*Data to process*.
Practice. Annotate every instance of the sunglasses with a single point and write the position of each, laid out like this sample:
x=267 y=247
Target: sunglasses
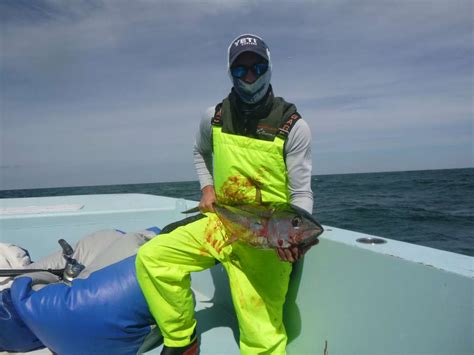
x=240 y=71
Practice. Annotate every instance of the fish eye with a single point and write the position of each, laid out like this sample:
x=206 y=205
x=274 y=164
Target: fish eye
x=296 y=221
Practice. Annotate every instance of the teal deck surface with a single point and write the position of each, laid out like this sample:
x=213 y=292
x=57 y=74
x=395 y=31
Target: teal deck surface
x=345 y=297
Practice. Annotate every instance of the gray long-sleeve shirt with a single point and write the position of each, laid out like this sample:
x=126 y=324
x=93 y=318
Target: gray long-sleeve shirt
x=297 y=158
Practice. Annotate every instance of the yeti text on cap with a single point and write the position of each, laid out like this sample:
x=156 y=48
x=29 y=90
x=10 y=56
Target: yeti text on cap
x=246 y=41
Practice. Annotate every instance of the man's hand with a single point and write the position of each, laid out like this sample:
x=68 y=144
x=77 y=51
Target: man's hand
x=294 y=253
x=208 y=199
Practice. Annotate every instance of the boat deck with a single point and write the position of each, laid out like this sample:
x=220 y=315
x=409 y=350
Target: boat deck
x=346 y=297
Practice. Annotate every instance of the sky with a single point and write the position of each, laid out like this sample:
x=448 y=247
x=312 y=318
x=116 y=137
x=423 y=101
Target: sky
x=101 y=92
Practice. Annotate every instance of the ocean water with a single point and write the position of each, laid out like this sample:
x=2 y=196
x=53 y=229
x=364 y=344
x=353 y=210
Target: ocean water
x=434 y=208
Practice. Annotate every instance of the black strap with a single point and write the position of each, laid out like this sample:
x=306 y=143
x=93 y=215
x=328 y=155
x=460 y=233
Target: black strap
x=287 y=126
x=217 y=119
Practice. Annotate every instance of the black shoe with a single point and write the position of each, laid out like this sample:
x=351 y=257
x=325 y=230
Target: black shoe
x=191 y=349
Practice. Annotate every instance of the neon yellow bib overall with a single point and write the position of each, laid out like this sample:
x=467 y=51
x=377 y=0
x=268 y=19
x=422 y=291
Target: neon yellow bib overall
x=246 y=170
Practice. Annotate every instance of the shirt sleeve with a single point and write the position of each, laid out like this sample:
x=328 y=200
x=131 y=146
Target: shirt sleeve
x=202 y=150
x=299 y=165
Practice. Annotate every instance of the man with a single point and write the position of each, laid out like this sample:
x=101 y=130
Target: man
x=251 y=148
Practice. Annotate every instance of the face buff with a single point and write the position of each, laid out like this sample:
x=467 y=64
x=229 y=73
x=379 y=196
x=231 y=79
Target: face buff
x=254 y=92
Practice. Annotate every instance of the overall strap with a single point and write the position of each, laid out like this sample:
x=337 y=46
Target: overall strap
x=287 y=125
x=217 y=119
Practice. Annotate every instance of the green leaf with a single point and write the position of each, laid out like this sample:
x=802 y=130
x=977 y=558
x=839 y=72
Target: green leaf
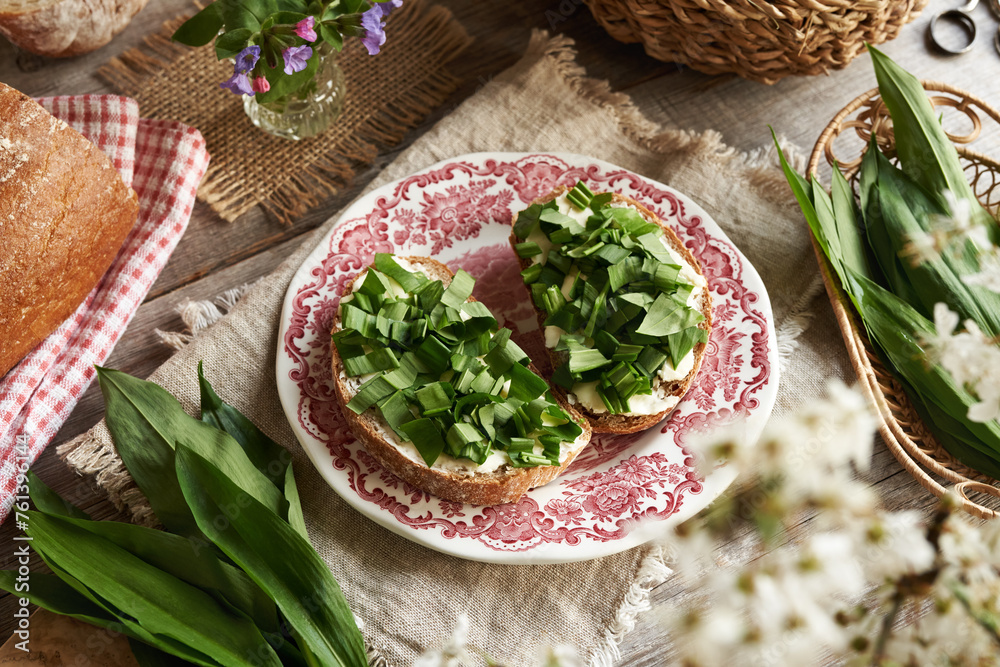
x=50 y=592
x=296 y=519
x=899 y=329
x=667 y=316
x=926 y=153
x=201 y=28
x=247 y=13
x=229 y=44
x=124 y=623
x=48 y=501
x=267 y=456
x=149 y=656
x=161 y=603
x=286 y=17
x=293 y=575
x=146 y=422
x=195 y=562
x=900 y=209
x=849 y=225
x=284 y=84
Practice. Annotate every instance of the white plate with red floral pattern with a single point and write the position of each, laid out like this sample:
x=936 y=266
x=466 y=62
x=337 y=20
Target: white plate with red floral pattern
x=622 y=490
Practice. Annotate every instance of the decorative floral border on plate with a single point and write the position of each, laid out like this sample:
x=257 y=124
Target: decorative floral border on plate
x=459 y=211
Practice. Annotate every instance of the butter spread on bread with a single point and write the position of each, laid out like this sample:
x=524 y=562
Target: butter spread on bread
x=438 y=394
x=623 y=305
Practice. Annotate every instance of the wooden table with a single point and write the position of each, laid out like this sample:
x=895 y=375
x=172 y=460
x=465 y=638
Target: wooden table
x=214 y=255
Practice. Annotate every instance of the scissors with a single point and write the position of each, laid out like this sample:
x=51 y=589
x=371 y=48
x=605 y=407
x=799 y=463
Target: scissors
x=963 y=17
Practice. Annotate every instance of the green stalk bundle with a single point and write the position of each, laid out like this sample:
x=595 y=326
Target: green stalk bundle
x=867 y=246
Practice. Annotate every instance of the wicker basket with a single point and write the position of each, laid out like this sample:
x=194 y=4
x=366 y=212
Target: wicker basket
x=761 y=40
x=904 y=433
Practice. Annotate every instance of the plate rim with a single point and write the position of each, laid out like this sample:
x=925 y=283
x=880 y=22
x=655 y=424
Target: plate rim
x=545 y=553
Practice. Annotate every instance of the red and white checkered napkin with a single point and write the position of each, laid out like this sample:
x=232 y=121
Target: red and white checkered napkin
x=164 y=162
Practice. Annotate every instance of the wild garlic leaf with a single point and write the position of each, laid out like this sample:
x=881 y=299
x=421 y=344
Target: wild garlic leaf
x=668 y=315
x=267 y=456
x=161 y=603
x=146 y=422
x=278 y=558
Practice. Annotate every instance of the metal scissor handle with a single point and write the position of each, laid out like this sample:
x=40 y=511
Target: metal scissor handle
x=961 y=16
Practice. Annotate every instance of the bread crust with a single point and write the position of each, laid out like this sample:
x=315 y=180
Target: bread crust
x=603 y=422
x=505 y=485
x=66 y=28
x=64 y=213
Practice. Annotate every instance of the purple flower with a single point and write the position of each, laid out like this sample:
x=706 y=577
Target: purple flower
x=373 y=21
x=306 y=29
x=296 y=58
x=239 y=84
x=260 y=85
x=246 y=59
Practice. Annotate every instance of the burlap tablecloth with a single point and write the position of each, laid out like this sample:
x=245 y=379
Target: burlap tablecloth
x=409 y=596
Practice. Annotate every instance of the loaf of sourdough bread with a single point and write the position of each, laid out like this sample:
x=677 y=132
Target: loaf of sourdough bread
x=64 y=28
x=64 y=213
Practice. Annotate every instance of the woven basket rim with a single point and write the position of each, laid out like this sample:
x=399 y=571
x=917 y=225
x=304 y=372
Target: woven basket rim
x=896 y=414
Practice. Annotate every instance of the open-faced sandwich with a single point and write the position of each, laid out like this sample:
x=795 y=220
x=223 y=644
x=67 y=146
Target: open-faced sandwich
x=624 y=307
x=438 y=394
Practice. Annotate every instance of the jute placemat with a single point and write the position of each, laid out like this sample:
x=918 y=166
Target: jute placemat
x=409 y=596
x=387 y=95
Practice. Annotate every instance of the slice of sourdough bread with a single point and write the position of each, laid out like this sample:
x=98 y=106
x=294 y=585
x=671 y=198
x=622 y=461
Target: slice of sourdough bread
x=448 y=478
x=674 y=390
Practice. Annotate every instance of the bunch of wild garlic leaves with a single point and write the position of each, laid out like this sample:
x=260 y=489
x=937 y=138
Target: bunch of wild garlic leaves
x=232 y=581
x=918 y=255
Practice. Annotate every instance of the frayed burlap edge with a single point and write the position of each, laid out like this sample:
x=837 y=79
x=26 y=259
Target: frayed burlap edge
x=305 y=188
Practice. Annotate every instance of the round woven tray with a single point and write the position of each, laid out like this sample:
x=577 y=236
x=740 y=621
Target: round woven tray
x=761 y=40
x=904 y=433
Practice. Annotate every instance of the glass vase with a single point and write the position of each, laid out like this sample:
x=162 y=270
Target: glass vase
x=309 y=110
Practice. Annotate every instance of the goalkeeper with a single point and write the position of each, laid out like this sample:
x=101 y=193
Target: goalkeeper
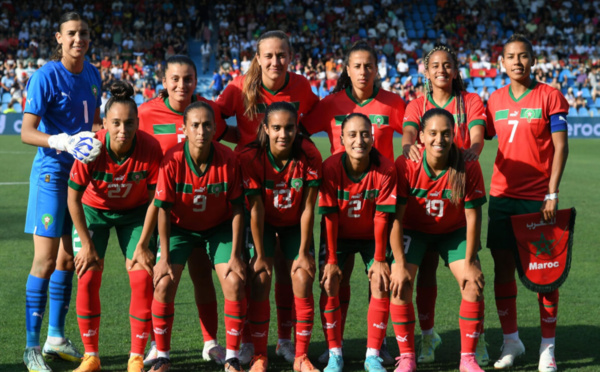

*What this task involves*.
Set out every line of the records above as a Markdown table with the columns "Row" and "Line", skipping blank lines and leaving the pictures out.

*Response below*.
| Row | Line |
|---|---|
| 1 | Practice. Annotate every instance of the sunglasses with a single point and write the position of each, laid out like this sample: |
| 2 | x=267 y=247 |
| 3 | Target: sunglasses |
| 4 | x=240 y=71 |
| 5 | Practice. Annotate every instance of the fish eye with a single point and write the position of each, laid out like this sample: |
| 6 | x=206 y=205 |
| 7 | x=274 y=164 |
| 8 | Target: fish eye |
| 9 | x=296 y=221 |
| 10 | Practice. Annotate every instance of the teal deck surface with a single point and write the position of each, laid out like this sample: |
| 11 | x=213 y=292 |
| 12 | x=57 y=74 |
| 13 | x=395 y=31 |
| 14 | Target: teal deck surface |
| 15 | x=345 y=297 |
| 16 | Practice. Annotate every instance of the gray long-sleeve shirt with a single point and write the position of each, laid out like this sample: |
| 17 | x=126 y=324 |
| 18 | x=93 y=318 |
| 19 | Target: gray long-sleeve shirt |
| 20 | x=297 y=158 |
| 21 | Practice. Annotate every instance of the yeti text on cap with a single point and write the position of each, laid out like this sample: |
| 22 | x=156 y=48 |
| 23 | x=29 y=90 |
| 24 | x=10 y=56 |
| 25 | Target: yeti text on cap |
| 26 | x=246 y=41 |
| 27 | Practice. Annotate every instance of the man's hand with a single point and write the position of each, laid out like this sample: |
| 28 | x=68 y=144 |
| 29 | x=77 y=51 |
| 30 | Target: man's hand |
| 31 | x=294 y=253 |
| 32 | x=208 y=199 |
| 33 | Practice. Annotate every instance of the boat deck with a single point and write the position of each, laid out like this sample: |
| 34 | x=220 y=315 |
| 35 | x=409 y=350 |
| 36 | Target: boat deck |
| 37 | x=346 y=297 |
| 38 | Practice. Annotate every instance of the sky with a single point and write the position of each, laid out like this sample: |
| 39 | x=448 y=247 |
| 40 | x=312 y=318 |
| 41 | x=116 y=137 |
| 42 | x=423 y=101 |
| 43 | Target: sky |
| 44 | x=101 y=92 |
| 45 | Practice. Annotate every instance of the ocean water with a single point and write the position of each, laid out like this sample: |
| 46 | x=2 y=196 |
| 47 | x=53 y=229 |
| 48 | x=364 y=344 |
| 49 | x=353 y=210 |
| 50 | Target: ocean water |
| 51 | x=434 y=208 |
| 52 | Practice. Annotate every instance of the black strap with a single point and write the position of each, laid out like this sample: |
| 53 | x=306 y=143 |
| 54 | x=93 y=215 |
| 55 | x=328 y=155 |
| 56 | x=460 y=233 |
| 57 | Target: black strap |
| 58 | x=287 y=126 |
| 59 | x=217 y=119 |
| 60 | Practice. Annotate every instance of the black shoe with a single point and write the position of each, laid out like this sample: |
| 61 | x=351 y=257 |
| 62 | x=325 y=230 |
| 63 | Target: black shoe |
| 64 | x=191 y=349 |
| 65 | Practice. Annotate every instance of the neon yellow bib overall with a single point and write the position of each, laid out like this sample: |
| 66 | x=467 y=51 |
| 67 | x=377 y=0 |
| 68 | x=268 y=19 |
| 69 | x=422 y=291 |
| 70 | Target: neon yellow bib overall |
| 71 | x=246 y=170 |
| 72 | Practice. Annotate every instance of the shirt sleeve with a single point and write the position of each, laid out like this sample: |
| 73 | x=328 y=200 |
| 74 | x=131 y=146 |
| 75 | Target: shirt sleeve |
| 76 | x=202 y=150 |
| 77 | x=299 y=165 |
| 78 | Practice. Annotate every instance of the man with a single point and write the position of each, laid out like this sample: |
| 79 | x=101 y=130 |
| 80 | Target: man |
| 81 | x=251 y=148 |
| 82 | Practice. Annotate every instance of the face buff with a single point and write the position of each, laid out like this sample: |
| 83 | x=467 y=64 |
| 84 | x=229 y=73 |
| 85 | x=379 y=196 |
| 86 | x=231 y=79 |
| 87 | Target: face buff |
| 88 | x=254 y=92 |
| 89 | Practice. Annotate every instance of the overall strap with a single point and write the position of each, laid out like this sample: |
| 90 | x=337 y=46 |
| 91 | Target: overall strap |
| 92 | x=287 y=125 |
| 93 | x=217 y=119 |
| 94 | Practice. Annotate every instance of the green leaf with a single point and write the position of each, laid out like this sample: |
| 95 | x=802 y=130 |
| 96 | x=977 y=558 |
| 97 | x=839 y=72 |
| 98 | Target: green leaf |
| 99 | x=50 y=592 |
| 100 | x=296 y=519 |
| 101 | x=899 y=329 |
| 102 | x=667 y=316 |
| 103 | x=926 y=153 |
| 104 | x=201 y=28 |
| 105 | x=247 y=13 |
| 106 | x=229 y=44 |
| 107 | x=124 y=623 |
| 108 | x=48 y=501 |
| 109 | x=267 y=456 |
| 110 | x=149 y=656 |
| 111 | x=161 y=603 |
| 112 | x=286 y=17 |
| 113 | x=293 y=575 |
| 114 | x=146 y=422 |
| 115 | x=195 y=562 |
| 116 | x=900 y=209 |
| 117 | x=849 y=225 |
| 118 | x=284 y=84 |
| 119 | Practice. Annotate every instance of the white plate with red floral pattern with a single point and write the position of each, laid out like this sample: |
| 120 | x=936 y=266 |
| 121 | x=466 y=62 |
| 122 | x=337 y=20 |
| 123 | Target: white plate with red floral pattern |
| 124 | x=622 y=490 |
| 125 | Practice. Annotate every instance of the decorative floral border on plate with a single point and write the position of each, laid out like this sample: |
| 126 | x=257 y=124 |
| 127 | Target: decorative floral border on plate |
| 128 | x=459 y=211 |
| 129 | Practice. Annotate every instance of the butter spread on bread with a single point and write the position of each, laid out like this sample: |
| 130 | x=524 y=562 |
| 131 | Target: butter spread on bread |
| 132 | x=438 y=394 |
| 133 | x=623 y=305 |
| 134 | Practice. Annotate every instance of the wooden table with a single point and write the position of each, laid out like this sample: |
| 135 | x=895 y=375 |
| 136 | x=172 y=460 |
| 137 | x=465 y=638 |
| 138 | Target: wooden table |
| 139 | x=214 y=255 |
| 140 | Practice. Annotate every instance of the scissors with a single point and write the position of each, laid out like this sample: |
| 141 | x=51 y=589 |
| 142 | x=371 y=48 |
| 143 | x=605 y=407 |
| 144 | x=799 y=463 |
| 145 | Target: scissors |
| 146 | x=963 y=17 |
| 147 | Practice. Annotate every instance of the green stalk bundle with a single point and write the position of each, laid out like this sample: |
| 148 | x=595 y=326 |
| 149 | Target: green stalk bundle |
| 150 | x=867 y=246 |
| 151 | Practice. Annotate every instance of the wicker basket with a single point and write the position of each, laid out like this sample: |
| 152 | x=194 y=4 |
| 153 | x=366 y=212 |
| 154 | Target: wicker basket |
| 155 | x=761 y=40 |
| 156 | x=904 y=433 |
| 157 | Practice. Annotate every instance of the plate rim with a single point and write the position of each, laid out like this sample: |
| 158 | x=925 y=283 |
| 159 | x=880 y=22 |
| 160 | x=655 y=424 |
| 161 | Target: plate rim |
| 162 | x=545 y=553 |
| 163 | Practice. Annotate every instance of the red and white checkered napkin with a single point and write the position of each, laid out like this sample: |
| 164 | x=232 y=121 |
| 165 | Target: red and white checkered napkin |
| 166 | x=164 y=162 |
| 167 | Practice. Annotate every instance of the wild garlic leaf with a single point and write the position of each, laid out like this sample: |
| 168 | x=881 y=299 |
| 169 | x=421 y=344 |
| 170 | Target: wild garlic leaf |
| 171 | x=668 y=315 |
| 172 | x=267 y=456 |
| 173 | x=161 y=603 |
| 174 | x=146 y=422 |
| 175 | x=278 y=558 |
| 176 | Practice. Annotate every instance of the metal scissor handle with a single point and write the position of each, laid out like this sample: |
| 177 | x=40 y=511 |
| 178 | Target: metal scissor handle |
| 179 | x=961 y=16 |
| 180 | Practice. Annotate every instance of the bread crust with a single point and write the position of each, laid out like this sample: |
| 181 | x=315 y=180 |
| 182 | Target: bread crust |
| 183 | x=603 y=422 |
| 184 | x=505 y=485 |
| 185 | x=66 y=28 |
| 186 | x=64 y=213 |
| 187 | Practice. Annotate every instance of the purple flower with a single point and write the position of each, laid out like this sample: |
| 188 | x=706 y=577 |
| 189 | Target: purple flower |
| 190 | x=373 y=21 |
| 191 | x=306 y=29 |
| 192 | x=296 y=58 |
| 193 | x=239 y=84 |
| 194 | x=260 y=85 |
| 195 | x=246 y=59 |
| 196 | Practice. Annotate every instance of the burlap tablecloth with a single point and write the position of each, laid out like this sample: |
| 197 | x=245 y=379 |
| 198 | Target: burlap tablecloth |
| 199 | x=409 y=596 |
| 200 | Practice. Annotate every instance of the loaf of sourdough bread with a single point and write the position of each, laid out like this sample: |
| 201 | x=677 y=132 |
| 202 | Target: loaf of sourdough bread |
| 203 | x=64 y=28 |
| 204 | x=64 y=213 |
| 205 | Practice. Annotate every instance of the woven basket rim with a single point and write the position of each, laid out like this sample: |
| 206 | x=399 y=571 |
| 207 | x=917 y=225 |
| 208 | x=304 y=372 |
| 209 | Target: woven basket rim |
| 210 | x=896 y=414 |
| 211 | Practice. Annotate every instance of the open-faced sandwich with a single point and write the position of each, laid out like this sample: |
| 212 | x=795 y=220 |
| 213 | x=223 y=644 |
| 214 | x=67 y=146 |
| 215 | Target: open-faced sandwich |
| 216 | x=624 y=307 |
| 217 | x=438 y=394 |
| 218 | Practice. Annotate every instance of the jute placemat with a single point and write the position of each, laid out like this sample: |
| 219 | x=918 y=166 |
| 220 | Target: jute placemat |
| 221 | x=409 y=596 |
| 222 | x=387 y=95 |
| 223 | Practice. Annotate every instance of the slice of sourdough bread with a single point and write the position of each, laid out like this sample: |
| 224 | x=98 y=106 |
| 225 | x=294 y=585 |
| 226 | x=671 y=198 |
| 227 | x=622 y=461 |
| 228 | Target: slice of sourdough bread |
| 229 | x=448 y=478 |
| 230 | x=674 y=390 |
| 231 | Practice. Annotate every instance of the bunch of wild garlic leaves with a single point and write the position of each, laid out like this sample: |
| 232 | x=260 y=489 |
| 233 | x=937 y=138 |
| 234 | Target: bunch of wild garlic leaves |
| 235 | x=232 y=581 |
| 236 | x=918 y=255 |
| 237 | Practice. Annotate every instance of the frayed burlap edge with a single point and write the position of each, laid out like this sample: |
| 238 | x=837 y=79 |
| 239 | x=26 y=259 |
| 240 | Target: frayed burlap edge |
| 241 | x=305 y=188 |
| 242 | Practice. Annotate every instance of the round woven tray with a single point and write the position of each, laid out like this sample: |
| 243 | x=577 y=236 |
| 244 | x=740 y=621 |
| 245 | Target: round woven tray |
| 246 | x=761 y=40 |
| 247 | x=904 y=433 |
| 248 | Practice. Annotate every instance of the glass vase with a single point and write the position of each, laid out like this sample: |
| 249 | x=162 y=270 |
| 250 | Target: glass vase |
| 251 | x=309 y=110 |
| 252 | Practice. Annotate every instance of the goalkeeper with a single point and write the position of each, laid out like this sample: |
| 253 | x=101 y=193 |
| 254 | Target: goalkeeper |